Many schools are also reporting significant financial pressures. In the survey that I conducted across Warwick and Leamington during the autumn term it was apparent that there were immediate and significant costs—operational costs, but also a need for capital support. As for operating costs, a couple of primary schools faced additional costs of £20,000, but the average figure across the board was something like £13,000, or £1,400 per month—the additional cost of sanitising, cleaning, and ensuring that the physical environment is safe and usable for pupils and teaching staff alike. However, all schools reported a significant unmet staffing need because of budget limitations, and 83% stated that they had faced staffing shortages.
Schools also said that there was a greater need for them with respect to their responsibility for protecting children and ensuring their general wellbeing, and while mental health is of course a particular and obvious concern, there is also the issue of the increased risk of harm to children. According to a report for the National Society for the Prevention of Cruelty to Children, in the first lockdowns there was a 22% increase in the number of counselling sessions relating to physical abuse, and a threefold increase in the number of Childline counselling sessions per week about child sexual abuse within the family. Those are all areas where we need to provide greater support for pupils, young people and teaching staff.
There have been pressures on school leadership teams, who faced the responsibility of undertaking flow testing of pupils and additional tasks alongside the ongoing pressures they already have. I highlight the need for more support for special schools, which face huge pressures having to teach face-to-face in intense environments, and where there is a real need for more financial support, for additional staffing and, I would advocate, for the vaccination of teaching staff and pupils.

Exercise requirements: Could you pick up the passage on pressures facing schools after its last sentence and carry it forward? The entries after this point are unrelated to the passage on pressures facing schools.

Data under study:

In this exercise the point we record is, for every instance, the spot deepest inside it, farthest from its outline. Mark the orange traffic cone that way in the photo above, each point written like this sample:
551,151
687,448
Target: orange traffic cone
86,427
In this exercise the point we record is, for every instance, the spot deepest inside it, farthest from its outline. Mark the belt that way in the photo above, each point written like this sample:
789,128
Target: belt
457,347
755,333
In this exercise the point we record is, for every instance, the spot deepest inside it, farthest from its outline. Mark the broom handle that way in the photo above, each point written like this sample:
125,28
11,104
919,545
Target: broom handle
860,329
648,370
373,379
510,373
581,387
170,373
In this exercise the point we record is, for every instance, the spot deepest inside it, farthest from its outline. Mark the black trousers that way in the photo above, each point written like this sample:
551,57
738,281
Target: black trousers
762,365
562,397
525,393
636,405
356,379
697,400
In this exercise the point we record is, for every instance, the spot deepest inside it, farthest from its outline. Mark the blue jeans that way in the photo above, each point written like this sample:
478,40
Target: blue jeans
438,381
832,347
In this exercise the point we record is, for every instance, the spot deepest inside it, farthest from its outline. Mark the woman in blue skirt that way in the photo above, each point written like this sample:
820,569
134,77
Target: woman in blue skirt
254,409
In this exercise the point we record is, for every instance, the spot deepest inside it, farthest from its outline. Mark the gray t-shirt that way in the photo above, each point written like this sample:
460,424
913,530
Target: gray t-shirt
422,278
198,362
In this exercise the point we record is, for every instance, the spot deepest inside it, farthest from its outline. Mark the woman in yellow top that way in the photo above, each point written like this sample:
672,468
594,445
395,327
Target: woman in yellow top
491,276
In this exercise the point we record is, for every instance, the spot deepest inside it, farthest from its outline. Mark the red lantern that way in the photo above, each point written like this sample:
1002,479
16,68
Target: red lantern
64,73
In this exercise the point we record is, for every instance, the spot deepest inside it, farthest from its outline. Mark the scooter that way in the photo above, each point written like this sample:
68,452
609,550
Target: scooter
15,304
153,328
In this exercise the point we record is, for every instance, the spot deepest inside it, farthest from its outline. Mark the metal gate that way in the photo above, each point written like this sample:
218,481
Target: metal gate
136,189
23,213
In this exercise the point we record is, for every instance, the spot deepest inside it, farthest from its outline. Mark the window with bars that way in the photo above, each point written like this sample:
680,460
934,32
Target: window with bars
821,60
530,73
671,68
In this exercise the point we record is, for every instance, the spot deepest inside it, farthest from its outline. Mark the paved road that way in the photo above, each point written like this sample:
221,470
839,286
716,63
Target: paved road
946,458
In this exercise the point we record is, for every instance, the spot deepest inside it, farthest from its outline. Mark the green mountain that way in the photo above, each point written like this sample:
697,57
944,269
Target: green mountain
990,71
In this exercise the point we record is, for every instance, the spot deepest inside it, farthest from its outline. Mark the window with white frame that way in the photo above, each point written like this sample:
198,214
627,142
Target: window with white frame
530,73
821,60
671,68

Exercise output:
On the point about nurseries, the transmission data, from October 2020, is outdated. According to the Office for National Statistics, transmission among zero to five-year-olds is now the same as among five to nine-year-olds. Funding is needed to support our nurseries.
I will move on to the situation with free school meal vouchers. One of the implications of pupils not being in school is for their health and welfare while they are at home, possibly alone, where many will go without a decent hot meal that would have ordinarily been provided by the school. That is why the provision of free school meals has been so important, in particular via the vouchers during the first wave. It is surprising that the Government and, dare I say, their Back Benchers voted not to continue with that provision in subsequent holidays and into the future, until there was the Marcus Rashford-inspired U-turn.
With so many pupils out of school again, the need to provide the equivalent of free school meals is significant and many schools are urging that cash payments be made. The Child Poverty Action Group and Children North East echo that call for cash payments as a replacement for free school meals, as they know what children need and that allows choice, accessibility, discretion and safety, all of which are valued by families.